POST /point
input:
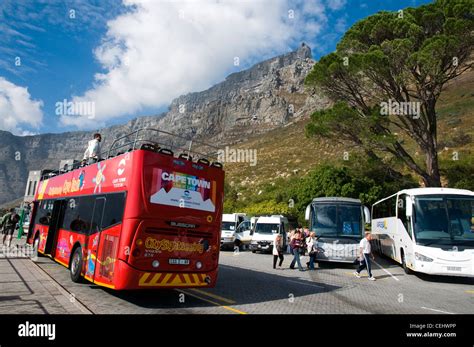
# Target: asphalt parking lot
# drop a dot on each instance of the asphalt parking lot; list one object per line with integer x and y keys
{"x": 247, "y": 284}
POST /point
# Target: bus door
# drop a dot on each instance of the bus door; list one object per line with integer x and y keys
{"x": 94, "y": 237}
{"x": 55, "y": 222}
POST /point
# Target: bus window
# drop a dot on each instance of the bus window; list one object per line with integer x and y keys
{"x": 402, "y": 213}
{"x": 78, "y": 214}
{"x": 350, "y": 220}
{"x": 97, "y": 217}
{"x": 43, "y": 215}
{"x": 114, "y": 208}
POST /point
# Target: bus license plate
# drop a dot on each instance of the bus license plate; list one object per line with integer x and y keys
{"x": 454, "y": 268}
{"x": 178, "y": 261}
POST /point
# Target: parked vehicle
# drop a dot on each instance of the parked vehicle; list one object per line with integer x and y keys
{"x": 339, "y": 226}
{"x": 235, "y": 230}
{"x": 266, "y": 229}
{"x": 429, "y": 230}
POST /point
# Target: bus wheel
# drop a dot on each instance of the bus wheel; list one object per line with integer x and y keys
{"x": 404, "y": 263}
{"x": 35, "y": 254}
{"x": 76, "y": 265}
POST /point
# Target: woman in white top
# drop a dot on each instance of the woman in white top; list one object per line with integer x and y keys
{"x": 311, "y": 246}
{"x": 277, "y": 250}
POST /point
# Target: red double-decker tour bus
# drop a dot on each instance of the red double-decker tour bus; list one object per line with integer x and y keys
{"x": 147, "y": 217}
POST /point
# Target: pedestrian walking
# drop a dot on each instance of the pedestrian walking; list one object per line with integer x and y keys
{"x": 8, "y": 224}
{"x": 312, "y": 247}
{"x": 278, "y": 250}
{"x": 296, "y": 246}
{"x": 365, "y": 255}
{"x": 291, "y": 235}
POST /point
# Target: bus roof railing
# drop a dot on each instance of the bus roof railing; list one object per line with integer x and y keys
{"x": 337, "y": 199}
{"x": 209, "y": 157}
{"x": 163, "y": 142}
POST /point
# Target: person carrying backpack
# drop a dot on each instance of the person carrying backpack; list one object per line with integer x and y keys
{"x": 278, "y": 250}
{"x": 8, "y": 224}
{"x": 296, "y": 246}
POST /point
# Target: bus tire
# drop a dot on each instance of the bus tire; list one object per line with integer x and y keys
{"x": 76, "y": 265}
{"x": 404, "y": 263}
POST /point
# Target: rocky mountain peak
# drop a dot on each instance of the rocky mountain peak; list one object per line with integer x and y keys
{"x": 268, "y": 95}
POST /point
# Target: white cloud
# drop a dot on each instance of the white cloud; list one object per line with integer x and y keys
{"x": 161, "y": 49}
{"x": 336, "y": 4}
{"x": 17, "y": 109}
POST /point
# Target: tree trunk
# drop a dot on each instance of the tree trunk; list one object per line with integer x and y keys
{"x": 432, "y": 168}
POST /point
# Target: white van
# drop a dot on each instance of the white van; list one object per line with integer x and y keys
{"x": 235, "y": 230}
{"x": 265, "y": 231}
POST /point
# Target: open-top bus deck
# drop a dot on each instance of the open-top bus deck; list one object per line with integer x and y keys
{"x": 143, "y": 218}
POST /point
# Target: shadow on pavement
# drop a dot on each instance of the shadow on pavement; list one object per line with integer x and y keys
{"x": 235, "y": 285}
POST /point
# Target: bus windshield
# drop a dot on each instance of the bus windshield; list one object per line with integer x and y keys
{"x": 444, "y": 220}
{"x": 266, "y": 228}
{"x": 333, "y": 220}
{"x": 228, "y": 226}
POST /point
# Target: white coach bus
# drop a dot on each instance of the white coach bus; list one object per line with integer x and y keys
{"x": 339, "y": 224}
{"x": 429, "y": 230}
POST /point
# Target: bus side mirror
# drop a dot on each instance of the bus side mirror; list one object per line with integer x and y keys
{"x": 366, "y": 215}
{"x": 306, "y": 213}
{"x": 409, "y": 206}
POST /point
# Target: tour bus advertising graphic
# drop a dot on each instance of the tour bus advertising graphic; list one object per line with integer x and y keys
{"x": 138, "y": 220}
{"x": 182, "y": 190}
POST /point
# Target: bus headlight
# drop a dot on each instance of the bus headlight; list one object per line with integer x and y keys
{"x": 422, "y": 257}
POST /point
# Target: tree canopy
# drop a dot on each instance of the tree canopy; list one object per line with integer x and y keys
{"x": 386, "y": 76}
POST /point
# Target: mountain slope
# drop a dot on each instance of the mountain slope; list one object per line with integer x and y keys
{"x": 264, "y": 97}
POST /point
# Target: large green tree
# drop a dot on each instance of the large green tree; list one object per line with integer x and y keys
{"x": 385, "y": 77}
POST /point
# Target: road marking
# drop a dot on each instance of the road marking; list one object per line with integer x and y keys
{"x": 211, "y": 302}
{"x": 306, "y": 284}
{"x": 386, "y": 271}
{"x": 215, "y": 296}
{"x": 432, "y": 309}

- **Aim of the task**
Give back the whole listing as it stands, minus its pictures.

- **Worked answer**
POST /point
input:
# Target: asphalt parking lot
# drop a dot on each instance of the asphalt parking lot; list one object per line with integer x and y keys
{"x": 247, "y": 284}
POST /point
# Target: bus door
# drop a dot on each instance of the bus door; list one object per line with integer x and y keys
{"x": 94, "y": 237}
{"x": 55, "y": 222}
POST /point
# Target: bus window
# drop a dot on each instance of the bus window; list one object per line with integer x and y keys
{"x": 402, "y": 213}
{"x": 78, "y": 214}
{"x": 350, "y": 220}
{"x": 97, "y": 217}
{"x": 43, "y": 215}
{"x": 114, "y": 208}
POST /point
# Target: bus license plate
# drop a dot on each instance of the bus license plate; list one object per line with integer x and y keys
{"x": 454, "y": 268}
{"x": 178, "y": 261}
POST /point
# Target: parked vehicle
# drop a dot on each instance of the parked vehicle; list one object per line with integer x and y keys
{"x": 339, "y": 226}
{"x": 235, "y": 230}
{"x": 266, "y": 229}
{"x": 429, "y": 230}
POST /point
# Target: bus wheel
# drop a dot on each instance of the bus wheel; list one object per line with integer x and y keys
{"x": 404, "y": 263}
{"x": 35, "y": 254}
{"x": 76, "y": 265}
POST /point
# Target: woman in white top
# drop a dot on each instance of the woman in white top; list one object per line with integer x and y keys
{"x": 311, "y": 246}
{"x": 277, "y": 250}
POST /point
# Target: red double-decker tour bus
# drop a dot on each instance of the red double-decker tour bus; list one object per line with integer x and y keys
{"x": 147, "y": 217}
POST /point
# Target: pedestrian walking
# drop a dot on each instance of the pedestrian walking; list one object per line with integer x and y keys
{"x": 8, "y": 224}
{"x": 312, "y": 247}
{"x": 278, "y": 250}
{"x": 296, "y": 246}
{"x": 365, "y": 255}
{"x": 291, "y": 235}
POST /point
# Target: bus roof railing
# drop a dot on each instance of the bus roof railing; list one object per line with integer x and y keys
{"x": 337, "y": 199}
{"x": 209, "y": 157}
{"x": 163, "y": 142}
POST /point
# Target: person carrying backpack
# drop a dot on each instance of the person carrying backpack; list one object per line with integer x and y keys
{"x": 278, "y": 250}
{"x": 8, "y": 224}
{"x": 296, "y": 246}
POST /point
# Target: bus tire
# drop a dot on each instance of the bus tire; list one object per line with integer x and y keys
{"x": 76, "y": 265}
{"x": 404, "y": 263}
POST /point
# Target: rocky mountain peak
# drop a dot on each instance of the rocky mountain peak; list one object per line with integer x and y keys
{"x": 268, "y": 95}
POST /point
# Target: white cloud
# drop a dot on each instance of the white cloud; list one object per line with integer x and y keys
{"x": 161, "y": 49}
{"x": 336, "y": 4}
{"x": 17, "y": 109}
POST /point
# Target: tree trunk
# drop a dot on each instance of the tree trunk; list one object per line with integer x and y keys
{"x": 432, "y": 168}
POST /point
# Target: white van
# drop a dot on each instance of the white van; list one object per line with integer x and y keys
{"x": 235, "y": 230}
{"x": 265, "y": 231}
POST /point
# Target: open-top bus deck
# drop a dot on each instance of the open-top bus deck; list one object per line with integer x and y keys
{"x": 143, "y": 218}
POST /point
# Target: shadow on pavement
# drop a dot on each instance of the shadow on pavement; list one object per line with integer x and y keys
{"x": 235, "y": 285}
POST /point
# Target: bus windshield
# drop a dot on each instance of the bus windshield; list one object per line with integer x and y keys
{"x": 444, "y": 220}
{"x": 266, "y": 228}
{"x": 333, "y": 220}
{"x": 228, "y": 226}
POST /point
# Target: white coach bus
# drop a dot on each instance of the white coach bus; list one object per line with integer x and y keys
{"x": 339, "y": 224}
{"x": 429, "y": 230}
POST /point
# Target: bus side mirror
# drop a dot on each instance of the bus side mirror; list one object per line with integer x and y keys
{"x": 366, "y": 215}
{"x": 306, "y": 213}
{"x": 409, "y": 206}
POST /point
# Target: tour bus advertising graphic
# drop a dot on each instance of the tour bus advertising graphic; list one object per line with integer x and y keys
{"x": 138, "y": 220}
{"x": 182, "y": 190}
POST /point
# Target: bus headlight
# drop a dot on each instance of the bus headlight; list one object per line with integer x and y keys
{"x": 422, "y": 257}
POST /point
# Target: tree canopy
# drop a dot on each instance of the tree canopy; list one object per line with integer x and y keys
{"x": 386, "y": 76}
POST /point
# Target: mountain slope
# drop a dot on each instance of the mountain slope; list one object per line with integer x and y keys
{"x": 264, "y": 97}
POST /point
# Target: large green tree
# drop a dot on each instance of the large green tree; list one object per line with integer x and y keys
{"x": 385, "y": 77}
POST /point
# Target: road marking
# drop a dot on each instance of the road marking; list one object per line with integer x and y keys
{"x": 211, "y": 302}
{"x": 306, "y": 284}
{"x": 386, "y": 271}
{"x": 215, "y": 296}
{"x": 432, "y": 309}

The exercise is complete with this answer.